== What you have to do ==
Output each entry exactly; skip nothing.

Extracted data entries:

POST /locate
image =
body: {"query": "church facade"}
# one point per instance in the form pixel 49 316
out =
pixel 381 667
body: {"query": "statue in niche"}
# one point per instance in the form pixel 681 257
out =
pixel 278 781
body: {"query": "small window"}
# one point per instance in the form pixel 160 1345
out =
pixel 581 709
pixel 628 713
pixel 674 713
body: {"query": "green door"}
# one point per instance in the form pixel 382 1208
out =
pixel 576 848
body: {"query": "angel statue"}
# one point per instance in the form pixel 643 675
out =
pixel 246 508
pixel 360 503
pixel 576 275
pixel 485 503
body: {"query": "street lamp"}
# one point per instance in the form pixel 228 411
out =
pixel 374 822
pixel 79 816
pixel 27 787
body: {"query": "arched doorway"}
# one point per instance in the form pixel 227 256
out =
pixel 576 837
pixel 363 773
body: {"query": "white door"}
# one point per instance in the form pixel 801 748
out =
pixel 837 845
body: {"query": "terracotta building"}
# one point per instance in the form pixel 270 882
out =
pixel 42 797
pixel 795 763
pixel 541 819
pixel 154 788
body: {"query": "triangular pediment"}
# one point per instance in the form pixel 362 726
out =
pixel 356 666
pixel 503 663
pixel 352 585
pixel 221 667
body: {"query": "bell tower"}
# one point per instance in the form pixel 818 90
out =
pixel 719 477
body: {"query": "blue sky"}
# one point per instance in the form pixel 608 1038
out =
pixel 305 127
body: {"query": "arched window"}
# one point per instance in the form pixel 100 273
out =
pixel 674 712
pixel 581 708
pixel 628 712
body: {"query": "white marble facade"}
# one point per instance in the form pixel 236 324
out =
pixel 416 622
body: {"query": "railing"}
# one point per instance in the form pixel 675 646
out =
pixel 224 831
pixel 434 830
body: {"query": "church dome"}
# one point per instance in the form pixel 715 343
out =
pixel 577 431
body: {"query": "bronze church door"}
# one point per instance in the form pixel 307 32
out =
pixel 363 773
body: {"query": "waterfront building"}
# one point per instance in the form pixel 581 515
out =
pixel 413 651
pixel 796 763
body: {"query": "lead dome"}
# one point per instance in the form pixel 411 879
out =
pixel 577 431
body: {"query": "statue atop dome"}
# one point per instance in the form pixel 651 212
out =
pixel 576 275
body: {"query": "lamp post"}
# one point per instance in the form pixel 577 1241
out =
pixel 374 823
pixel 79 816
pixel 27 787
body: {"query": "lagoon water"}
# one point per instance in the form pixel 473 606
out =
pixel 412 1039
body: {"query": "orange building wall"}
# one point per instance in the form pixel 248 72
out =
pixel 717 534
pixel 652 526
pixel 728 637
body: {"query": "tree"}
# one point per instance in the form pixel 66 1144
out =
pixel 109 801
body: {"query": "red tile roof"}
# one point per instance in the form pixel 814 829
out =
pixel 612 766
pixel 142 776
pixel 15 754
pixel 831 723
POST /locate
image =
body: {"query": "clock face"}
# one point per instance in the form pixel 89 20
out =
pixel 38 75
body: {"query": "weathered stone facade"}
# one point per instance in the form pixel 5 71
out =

== Solution for this exercise ==
POST /locate
image =
body: {"query": "church facade"}
# one point per instance in the form pixel 49 316
out =
pixel 381 667
body: {"query": "statue in niche"}
# one point per instance in the form pixel 681 257
out =
pixel 278 781
body: {"query": "small window"}
# one point per instance in the form pixel 160 1345
out =
pixel 581 709
pixel 628 713
pixel 674 713
body: {"query": "green door"}
# one point per instance in the form pixel 382 1208
out =
pixel 576 848
body: {"query": "angel statue"}
# one point per instance in the form pixel 643 675
out =
pixel 246 508
pixel 360 503
pixel 576 275
pixel 485 503
body: {"query": "street lamp"}
# one point per instance in the form pixel 228 411
out =
pixel 374 822
pixel 79 816
pixel 27 787
body: {"query": "arched doorway"}
# one point per instance in the form pixel 227 256
out =
pixel 576 837
pixel 363 773
body: {"query": "white door"}
# one point per instance in the form pixel 801 748
out =
pixel 837 845
body: {"query": "terracotta building"}
# one point per instance in the form pixel 270 882
out =
pixel 42 797
pixel 795 763
pixel 541 819
pixel 154 788
body: {"query": "triangular pediment"}
# one point per instance in the form pixel 362 726
out =
pixel 356 666
pixel 503 663
pixel 352 585
pixel 221 667
body: {"query": "bell tower"}
# one point per instance in the form pixel 818 90
out =
pixel 719 477
body: {"query": "blue sky"}
# one point per instance in the form pixel 608 1038
out =
pixel 305 127
body: {"query": "arched window"}
# one point per instance in the form pixel 100 273
out =
pixel 674 712
pixel 581 708
pixel 628 712
body: {"query": "white marble facade"}
# one point per instance in the form pixel 236 324
out =
pixel 416 622
body: {"query": "railing"}
# one point per instance in the form pixel 675 646
out =
pixel 224 831
pixel 434 830
body: {"query": "church dome"}
# one point per instance in the form pixel 715 343
out =
pixel 577 431
body: {"query": "bronze church door"}
# one point per instance in the form pixel 307 32
out =
pixel 363 773
body: {"query": "waterfront building"}
# one point per instance in the form pixel 581 515
out =
pixel 413 651
pixel 796 763
body: {"query": "lead dome"}
# one point per instance in the form pixel 411 879
out =
pixel 577 431
body: {"query": "statue atop dome"}
# one point per instance in the form pixel 651 212
out =
pixel 576 275
body: {"query": "lamp post"}
# one point per instance in the form pixel 577 1241
out =
pixel 374 823
pixel 79 816
pixel 27 787
body: {"query": "lagoon water"}
# one point per instance in the form pixel 473 606
out =
pixel 412 1039
body: {"query": "orange building wall"}
# one point per instance in the form pixel 248 72
out =
pixel 717 534
pixel 652 526
pixel 728 637
body: {"query": "tree"}
# one point per instance in the form pixel 66 1144
out =
pixel 109 801
body: {"query": "red tile roof"}
# one point per instance in the form pixel 814 829
out =
pixel 612 766
pixel 142 776
pixel 15 754
pixel 831 723
POST /locate
image =
body: {"query": "clock face"}
# one point per instance in the form pixel 89 20
out =
pixel 38 75
body: {"query": "weathered stone facade"}
# one point per instance in the form pixel 5 71
out =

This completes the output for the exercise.